[Extract provided]:
Our first priority is letting teens know where vital and objective information about sex can be obtained. Luckily, we have excellent resources available, including our public libraries and the Internet. The last decade of the 20th Century brought about extraordinary developments in online communication, one of which was the availability of informational web sites. Planned Parenthood Federation of America created a website for teens alone, which is appropriately called "Teenwire." What is "Teenwire" exactly? The copy on their "About Us" page says it all, but here are a few quotes to help you get an idea. "Teenwire is the leading web site for teens needing information about sexual health. We are committed to giving you the facts about sex so that you can use this information to make your own responsible choices. We provide honest and nonjudgmental information about sexuality with the hope that you will use this knowledge to reduce your risk of unintended pregnancy and sexually transmitted infections."

[Exercise instructions]:
According to the text about teen sex information, which organization created the website called "Teenwire"?

Saved entries:
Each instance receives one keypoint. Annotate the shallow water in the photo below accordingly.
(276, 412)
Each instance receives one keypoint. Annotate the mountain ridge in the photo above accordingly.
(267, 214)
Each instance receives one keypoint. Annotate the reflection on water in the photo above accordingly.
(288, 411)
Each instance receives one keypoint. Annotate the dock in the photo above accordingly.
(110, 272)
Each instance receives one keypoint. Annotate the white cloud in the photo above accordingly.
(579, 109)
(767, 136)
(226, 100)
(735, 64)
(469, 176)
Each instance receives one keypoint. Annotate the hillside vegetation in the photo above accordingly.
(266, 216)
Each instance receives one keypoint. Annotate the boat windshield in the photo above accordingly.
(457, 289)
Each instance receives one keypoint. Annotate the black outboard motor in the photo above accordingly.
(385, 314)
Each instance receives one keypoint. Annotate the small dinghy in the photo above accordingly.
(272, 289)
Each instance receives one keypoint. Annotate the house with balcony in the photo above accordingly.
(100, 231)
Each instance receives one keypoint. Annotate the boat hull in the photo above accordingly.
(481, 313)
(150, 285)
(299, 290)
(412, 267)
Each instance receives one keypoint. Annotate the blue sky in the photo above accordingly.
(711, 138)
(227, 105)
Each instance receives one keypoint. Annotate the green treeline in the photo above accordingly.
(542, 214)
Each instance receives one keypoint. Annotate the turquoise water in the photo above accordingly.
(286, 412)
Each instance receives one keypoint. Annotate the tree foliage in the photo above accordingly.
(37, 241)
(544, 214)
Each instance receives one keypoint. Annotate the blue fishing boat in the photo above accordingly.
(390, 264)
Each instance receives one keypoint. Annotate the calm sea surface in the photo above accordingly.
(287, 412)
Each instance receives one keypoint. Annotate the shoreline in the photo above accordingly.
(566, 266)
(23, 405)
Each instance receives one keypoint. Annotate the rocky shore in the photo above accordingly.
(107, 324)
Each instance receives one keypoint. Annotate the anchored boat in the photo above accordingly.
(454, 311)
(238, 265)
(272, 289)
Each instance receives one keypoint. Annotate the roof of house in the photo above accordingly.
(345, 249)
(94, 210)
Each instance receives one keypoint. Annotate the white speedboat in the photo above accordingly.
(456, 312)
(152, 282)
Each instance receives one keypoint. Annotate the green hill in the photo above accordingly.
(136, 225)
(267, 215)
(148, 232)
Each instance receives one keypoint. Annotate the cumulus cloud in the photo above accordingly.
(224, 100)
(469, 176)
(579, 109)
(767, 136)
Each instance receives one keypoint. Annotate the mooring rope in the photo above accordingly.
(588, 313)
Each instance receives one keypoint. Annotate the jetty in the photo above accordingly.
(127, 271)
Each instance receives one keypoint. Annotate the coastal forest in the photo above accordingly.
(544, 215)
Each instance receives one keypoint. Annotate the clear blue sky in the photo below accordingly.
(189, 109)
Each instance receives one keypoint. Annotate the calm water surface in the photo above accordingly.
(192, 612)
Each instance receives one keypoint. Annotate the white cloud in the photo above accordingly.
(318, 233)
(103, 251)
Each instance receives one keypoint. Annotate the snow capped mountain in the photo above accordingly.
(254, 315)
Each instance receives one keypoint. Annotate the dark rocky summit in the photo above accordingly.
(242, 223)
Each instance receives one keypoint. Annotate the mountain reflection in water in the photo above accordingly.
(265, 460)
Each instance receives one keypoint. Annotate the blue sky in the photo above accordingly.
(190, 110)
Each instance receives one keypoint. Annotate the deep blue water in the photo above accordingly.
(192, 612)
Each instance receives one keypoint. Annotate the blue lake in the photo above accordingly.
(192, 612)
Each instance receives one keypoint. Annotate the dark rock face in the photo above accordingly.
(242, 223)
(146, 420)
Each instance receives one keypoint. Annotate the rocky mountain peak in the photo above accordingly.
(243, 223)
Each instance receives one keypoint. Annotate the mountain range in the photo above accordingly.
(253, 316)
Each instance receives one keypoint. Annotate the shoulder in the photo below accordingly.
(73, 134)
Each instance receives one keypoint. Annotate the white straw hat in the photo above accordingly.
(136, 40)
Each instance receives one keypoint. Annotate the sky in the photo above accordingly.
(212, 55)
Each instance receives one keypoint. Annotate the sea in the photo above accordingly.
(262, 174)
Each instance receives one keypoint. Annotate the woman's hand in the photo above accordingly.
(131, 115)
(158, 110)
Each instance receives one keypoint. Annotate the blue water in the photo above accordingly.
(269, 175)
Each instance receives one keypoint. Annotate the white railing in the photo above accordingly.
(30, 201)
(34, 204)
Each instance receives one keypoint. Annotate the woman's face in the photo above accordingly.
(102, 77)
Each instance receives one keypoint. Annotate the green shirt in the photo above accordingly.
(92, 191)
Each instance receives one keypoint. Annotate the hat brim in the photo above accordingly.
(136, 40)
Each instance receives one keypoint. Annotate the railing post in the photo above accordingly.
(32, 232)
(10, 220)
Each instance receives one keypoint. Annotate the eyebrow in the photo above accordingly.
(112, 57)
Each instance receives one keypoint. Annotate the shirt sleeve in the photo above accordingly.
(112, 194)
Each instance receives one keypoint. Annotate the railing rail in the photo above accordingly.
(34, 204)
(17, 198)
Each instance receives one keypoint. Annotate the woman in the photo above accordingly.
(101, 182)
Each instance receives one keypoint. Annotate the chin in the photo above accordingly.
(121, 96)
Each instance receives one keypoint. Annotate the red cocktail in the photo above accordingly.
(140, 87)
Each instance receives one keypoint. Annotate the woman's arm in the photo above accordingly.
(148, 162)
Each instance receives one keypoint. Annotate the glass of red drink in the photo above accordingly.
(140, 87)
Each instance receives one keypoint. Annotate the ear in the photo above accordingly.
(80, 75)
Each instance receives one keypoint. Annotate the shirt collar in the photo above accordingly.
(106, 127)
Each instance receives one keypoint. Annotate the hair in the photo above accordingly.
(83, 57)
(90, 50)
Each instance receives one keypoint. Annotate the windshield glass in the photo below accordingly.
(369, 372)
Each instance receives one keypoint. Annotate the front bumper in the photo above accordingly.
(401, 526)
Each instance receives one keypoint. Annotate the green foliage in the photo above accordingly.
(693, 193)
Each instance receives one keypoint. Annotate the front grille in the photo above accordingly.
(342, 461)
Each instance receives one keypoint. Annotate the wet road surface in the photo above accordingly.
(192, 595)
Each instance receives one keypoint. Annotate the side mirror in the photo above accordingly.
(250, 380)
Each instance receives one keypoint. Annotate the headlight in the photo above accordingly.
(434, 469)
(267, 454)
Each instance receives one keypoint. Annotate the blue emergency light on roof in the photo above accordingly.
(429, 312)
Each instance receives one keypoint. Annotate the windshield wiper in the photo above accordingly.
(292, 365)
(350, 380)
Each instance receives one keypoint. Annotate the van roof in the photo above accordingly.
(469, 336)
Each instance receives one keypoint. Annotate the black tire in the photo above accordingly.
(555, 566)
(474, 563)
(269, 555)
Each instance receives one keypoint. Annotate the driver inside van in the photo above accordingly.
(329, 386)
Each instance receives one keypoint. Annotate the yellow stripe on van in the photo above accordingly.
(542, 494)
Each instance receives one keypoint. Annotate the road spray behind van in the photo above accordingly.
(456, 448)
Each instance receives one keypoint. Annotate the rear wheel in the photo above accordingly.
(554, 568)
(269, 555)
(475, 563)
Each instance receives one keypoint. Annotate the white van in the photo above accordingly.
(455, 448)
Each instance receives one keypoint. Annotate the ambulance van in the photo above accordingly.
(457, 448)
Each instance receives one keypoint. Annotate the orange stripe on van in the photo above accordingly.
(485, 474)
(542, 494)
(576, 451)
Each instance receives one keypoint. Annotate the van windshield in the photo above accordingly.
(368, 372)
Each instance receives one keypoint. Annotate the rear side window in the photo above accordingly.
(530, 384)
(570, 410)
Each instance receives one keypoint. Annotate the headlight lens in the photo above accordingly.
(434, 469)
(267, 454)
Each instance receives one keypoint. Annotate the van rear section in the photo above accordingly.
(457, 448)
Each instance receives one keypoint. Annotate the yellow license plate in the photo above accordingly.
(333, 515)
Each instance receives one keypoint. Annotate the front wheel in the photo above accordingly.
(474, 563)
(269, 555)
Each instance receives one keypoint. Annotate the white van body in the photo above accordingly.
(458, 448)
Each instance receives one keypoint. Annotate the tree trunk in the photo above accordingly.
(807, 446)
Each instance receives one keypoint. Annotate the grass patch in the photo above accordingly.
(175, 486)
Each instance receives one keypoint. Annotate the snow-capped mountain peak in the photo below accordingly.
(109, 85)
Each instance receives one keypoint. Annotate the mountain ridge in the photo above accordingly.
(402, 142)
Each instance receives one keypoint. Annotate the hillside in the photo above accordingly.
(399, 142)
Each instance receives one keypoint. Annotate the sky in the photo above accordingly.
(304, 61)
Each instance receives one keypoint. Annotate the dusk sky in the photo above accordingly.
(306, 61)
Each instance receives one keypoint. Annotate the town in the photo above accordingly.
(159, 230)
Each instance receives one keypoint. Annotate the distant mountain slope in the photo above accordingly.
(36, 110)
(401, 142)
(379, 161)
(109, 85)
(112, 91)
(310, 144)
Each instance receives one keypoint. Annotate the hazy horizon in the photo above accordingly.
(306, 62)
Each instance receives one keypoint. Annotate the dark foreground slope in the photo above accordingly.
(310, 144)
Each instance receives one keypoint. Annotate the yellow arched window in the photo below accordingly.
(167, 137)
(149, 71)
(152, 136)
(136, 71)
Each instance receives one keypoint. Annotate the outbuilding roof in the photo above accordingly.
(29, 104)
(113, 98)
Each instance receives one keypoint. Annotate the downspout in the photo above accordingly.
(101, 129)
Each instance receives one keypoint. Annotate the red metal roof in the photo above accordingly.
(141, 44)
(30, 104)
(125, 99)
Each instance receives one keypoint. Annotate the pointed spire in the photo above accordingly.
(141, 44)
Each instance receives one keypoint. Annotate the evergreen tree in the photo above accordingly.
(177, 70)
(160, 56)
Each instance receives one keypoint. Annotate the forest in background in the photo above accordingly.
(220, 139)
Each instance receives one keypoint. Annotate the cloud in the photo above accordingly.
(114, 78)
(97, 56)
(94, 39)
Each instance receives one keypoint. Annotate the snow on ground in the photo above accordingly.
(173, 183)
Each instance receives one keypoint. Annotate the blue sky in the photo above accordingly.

[The answer]:
Planned Parenthood Federation of America